→ What you should do: Below are some records; reproduce every one of them exactly.

→ Data for this exercise:
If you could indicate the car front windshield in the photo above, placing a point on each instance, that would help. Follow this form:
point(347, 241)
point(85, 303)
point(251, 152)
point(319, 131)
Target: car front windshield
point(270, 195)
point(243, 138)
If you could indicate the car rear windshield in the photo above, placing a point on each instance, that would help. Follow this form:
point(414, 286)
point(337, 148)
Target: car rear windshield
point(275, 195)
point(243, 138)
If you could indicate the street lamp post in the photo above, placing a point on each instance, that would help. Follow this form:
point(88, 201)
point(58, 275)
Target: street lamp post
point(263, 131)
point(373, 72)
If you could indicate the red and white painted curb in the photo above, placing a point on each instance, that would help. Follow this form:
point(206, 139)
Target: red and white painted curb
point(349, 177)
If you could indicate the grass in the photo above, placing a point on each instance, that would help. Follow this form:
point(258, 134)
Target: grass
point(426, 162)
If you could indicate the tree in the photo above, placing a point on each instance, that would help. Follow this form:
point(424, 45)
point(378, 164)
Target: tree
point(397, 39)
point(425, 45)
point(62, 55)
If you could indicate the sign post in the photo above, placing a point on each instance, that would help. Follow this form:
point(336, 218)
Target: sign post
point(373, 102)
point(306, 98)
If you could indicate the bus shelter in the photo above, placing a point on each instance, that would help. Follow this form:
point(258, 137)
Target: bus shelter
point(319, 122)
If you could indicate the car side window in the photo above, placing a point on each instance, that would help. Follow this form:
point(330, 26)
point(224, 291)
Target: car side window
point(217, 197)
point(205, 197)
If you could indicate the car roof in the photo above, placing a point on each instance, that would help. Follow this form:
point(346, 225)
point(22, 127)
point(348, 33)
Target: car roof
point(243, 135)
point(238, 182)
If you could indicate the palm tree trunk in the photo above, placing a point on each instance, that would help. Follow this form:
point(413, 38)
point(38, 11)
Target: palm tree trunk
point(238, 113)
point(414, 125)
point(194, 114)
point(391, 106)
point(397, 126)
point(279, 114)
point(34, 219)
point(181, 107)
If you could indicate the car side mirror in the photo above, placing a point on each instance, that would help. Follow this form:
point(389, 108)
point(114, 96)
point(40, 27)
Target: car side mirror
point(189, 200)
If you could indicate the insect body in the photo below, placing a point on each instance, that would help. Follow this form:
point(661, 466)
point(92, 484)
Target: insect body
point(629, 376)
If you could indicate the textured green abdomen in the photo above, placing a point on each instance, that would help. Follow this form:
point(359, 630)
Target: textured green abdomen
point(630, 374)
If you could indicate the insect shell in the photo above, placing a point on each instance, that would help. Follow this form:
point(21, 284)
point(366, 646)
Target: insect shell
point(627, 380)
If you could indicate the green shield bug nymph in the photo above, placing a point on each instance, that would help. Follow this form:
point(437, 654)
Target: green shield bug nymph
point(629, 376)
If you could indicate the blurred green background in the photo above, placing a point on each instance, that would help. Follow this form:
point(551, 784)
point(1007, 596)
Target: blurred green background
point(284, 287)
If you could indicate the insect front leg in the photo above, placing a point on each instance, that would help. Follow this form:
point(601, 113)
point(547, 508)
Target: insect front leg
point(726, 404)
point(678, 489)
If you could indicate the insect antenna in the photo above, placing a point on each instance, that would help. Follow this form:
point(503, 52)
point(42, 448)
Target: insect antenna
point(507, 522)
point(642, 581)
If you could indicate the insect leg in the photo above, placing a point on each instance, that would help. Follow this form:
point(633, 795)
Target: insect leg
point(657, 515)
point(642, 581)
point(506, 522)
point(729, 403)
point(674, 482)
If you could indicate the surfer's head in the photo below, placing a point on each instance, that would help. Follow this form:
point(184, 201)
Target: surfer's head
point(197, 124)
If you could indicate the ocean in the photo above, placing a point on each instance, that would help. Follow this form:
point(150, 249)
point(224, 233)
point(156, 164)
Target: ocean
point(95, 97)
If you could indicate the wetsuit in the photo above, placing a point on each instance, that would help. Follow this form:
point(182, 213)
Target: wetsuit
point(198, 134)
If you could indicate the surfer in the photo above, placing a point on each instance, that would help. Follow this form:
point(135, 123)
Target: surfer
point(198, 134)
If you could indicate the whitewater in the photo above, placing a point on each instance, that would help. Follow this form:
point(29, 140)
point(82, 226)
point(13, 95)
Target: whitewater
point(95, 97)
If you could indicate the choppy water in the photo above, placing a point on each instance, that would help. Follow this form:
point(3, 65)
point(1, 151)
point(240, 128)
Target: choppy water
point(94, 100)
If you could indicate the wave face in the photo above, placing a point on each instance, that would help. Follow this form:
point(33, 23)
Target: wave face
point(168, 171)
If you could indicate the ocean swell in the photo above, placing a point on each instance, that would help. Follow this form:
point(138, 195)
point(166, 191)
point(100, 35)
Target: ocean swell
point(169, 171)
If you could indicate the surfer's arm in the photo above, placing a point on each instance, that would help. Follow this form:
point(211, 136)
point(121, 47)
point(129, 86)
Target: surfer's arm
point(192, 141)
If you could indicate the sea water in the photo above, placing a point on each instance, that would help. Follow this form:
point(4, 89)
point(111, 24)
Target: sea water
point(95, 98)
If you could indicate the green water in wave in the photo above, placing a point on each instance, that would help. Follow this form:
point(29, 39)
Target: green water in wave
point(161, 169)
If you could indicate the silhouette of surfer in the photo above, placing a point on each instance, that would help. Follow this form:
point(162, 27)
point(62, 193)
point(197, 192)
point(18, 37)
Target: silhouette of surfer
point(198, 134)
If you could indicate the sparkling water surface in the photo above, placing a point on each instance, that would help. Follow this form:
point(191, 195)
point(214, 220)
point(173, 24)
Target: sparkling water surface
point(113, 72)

→ Solution to the problem:
If you could indicate the car front windshield in the photo above, placing a point on each instance, that would help. Follow this form:
point(347, 241)
point(85, 303)
point(251, 152)
point(319, 131)
Target: car front windshield
point(270, 195)
point(243, 138)
If you could indicate the car rear windshield in the photo above, placing a point on each instance, that would help. Follow this form:
point(414, 286)
point(337, 148)
Target: car rear windshield
point(275, 195)
point(243, 138)
If you could indicate the street lamp post in the photo above, placing a point on each instance, that would help. Follow this form:
point(88, 201)
point(58, 275)
Target: street lamp post
point(263, 131)
point(373, 72)
If you could indicate the red and white painted curb in the photo above, placing a point on each instance, that would help. Follow this form:
point(206, 139)
Target: red and white painted curb
point(349, 177)
If you could indicate the grass in the photo above, placing a point on each instance, that would help. Follow this form:
point(258, 134)
Target: grass
point(426, 162)
If you could indicate the tree in the photo above, placing a point on each instance, that would help. Follow this form:
point(424, 45)
point(378, 164)
Target: tree
point(397, 39)
point(425, 45)
point(62, 55)
If you could indicate the sign post in the photo above, placing a point on each instance, that would help. Follow this form:
point(336, 218)
Target: sign post
point(373, 102)
point(306, 98)
If you could indicate the bus shelter in the photo above, placing a point on each instance, that would help. Follow this form:
point(258, 137)
Target: bus shelter
point(319, 122)
If you could indicate the car side window in the photo above, placing a point on each instance, that would help. Follow this form:
point(330, 26)
point(224, 291)
Target: car side window
point(217, 197)
point(205, 197)
If you could indicate the car roof in the photo above, placing a point on each instance, that would help. Follow this form:
point(346, 225)
point(22, 127)
point(348, 33)
Target: car roof
point(243, 135)
point(238, 182)
If you could indicate the palm tree trunk in the photo above, placing a point on each instance, that would help. Follow this form:
point(413, 38)
point(38, 11)
Target: palm tree trunk
point(238, 113)
point(414, 125)
point(194, 114)
point(391, 106)
point(397, 126)
point(279, 114)
point(34, 219)
point(181, 107)
If you could indicate the car side mirror in the photo above, placing a point on each instance, that would help. Follow this form:
point(389, 108)
point(114, 96)
point(40, 27)
Target: car side mirror
point(189, 200)
If you could indicate the insect body in the photo below, placing a point on each instance, that would help. Follow this form:
point(661, 466)
point(92, 484)
Target: insect body
point(629, 376)
If you could indicate the textured green abdomen in the photo above, placing a point on each instance, that would help. Follow this form:
point(359, 630)
Target: textured green abdomen
point(630, 374)
If you could indicate the insect shell in the photo above, placing a point on each instance, that would help. Follow this form:
point(21, 284)
point(366, 646)
Target: insect shell
point(627, 380)
If you could indicate the green shield bug nymph in the photo above, placing a point on each instance, that would help. Follow this form:
point(437, 654)
Target: green shield bug nymph
point(629, 376)
If you could indicate the blurred green background in the photo above, placing a point on each instance, that would help. Follow this form:
point(551, 784)
point(1007, 596)
Target: blurred green background
point(284, 287)
If you could indicate the insect front leg in the photo above, placing a point on each instance, that would help. Follow this form:
point(601, 113)
point(547, 508)
Target: insect front leg
point(726, 404)
point(678, 489)
If you could indicate the insect antenna in the photo above, placing a point on each instance, that would help. Follow this form:
point(503, 52)
point(42, 448)
Target: insect antenna
point(507, 522)
point(642, 581)
If you could indicate the insect leg in the photo above, placing a point on each instance, that would help. Follow this form:
point(633, 795)
Target: insect leg
point(657, 515)
point(642, 581)
point(506, 522)
point(729, 403)
point(674, 482)
If you could indicate the surfer's head in the photo below, placing a point on each instance, that would help. Follow this form:
point(184, 201)
Target: surfer's head
point(197, 124)
If you could indicate the ocean in the photo above, placing a point on each instance, that would help. Follow this form:
point(150, 249)
point(224, 233)
point(156, 164)
Target: ocean
point(95, 97)
If you could indicate the wetsuit in the photo above, placing a point on each instance, that would help. Follow this form:
point(182, 213)
Target: wetsuit
point(198, 134)
If you could indicate the surfer in the photo above, placing a point on each instance, that would help. Follow this form:
point(135, 123)
Target: surfer
point(198, 134)
If you could indicate the whitewater in the photo above, placing a point on each instance, that would help. Follow this form:
point(29, 140)
point(82, 226)
point(13, 95)
Target: whitewater
point(95, 97)
If you could indicate the choppy water in the photo above, placing a point on each instance, that would help. Follow this form:
point(3, 65)
point(1, 151)
point(240, 128)
Target: choppy water
point(94, 100)
If you could indicate the wave face in the photo above, placing a point on each instance, that would help. Follow this form:
point(33, 23)
Target: wave face
point(168, 171)
If you could indicate the ocean swell in the photo above, placing a point on each instance, that would help. Follow this form:
point(138, 195)
point(166, 191)
point(100, 35)
Target: ocean swell
point(169, 171)
If you could indicate the surfer's arm in the photo above, placing a point on each instance, that would help. Follow this form:
point(211, 136)
point(121, 47)
point(129, 86)
Target: surfer's arm
point(192, 141)
If you could indicate the sea water in the photo above, placing a point on each instance, that would help. Follow this form:
point(4, 89)
point(111, 24)
Target: sea water
point(95, 98)
If you could indicate the green water in wave in the photo above, placing a point on each instance, that would help. Follow this form:
point(29, 39)
Target: green water in wave
point(161, 169)
If you could indicate the silhouette of surfer in the photo above, placing a point on each instance, that would help. Follow this form:
point(162, 27)
point(62, 193)
point(197, 192)
point(18, 37)
Target: silhouette of surfer
point(198, 134)
If you could indicate the sparkling water surface in the photo above, placing a point on each instance, that would help. Follow this form:
point(191, 195)
point(214, 220)
point(173, 24)
Target: sparkling water surface
point(113, 72)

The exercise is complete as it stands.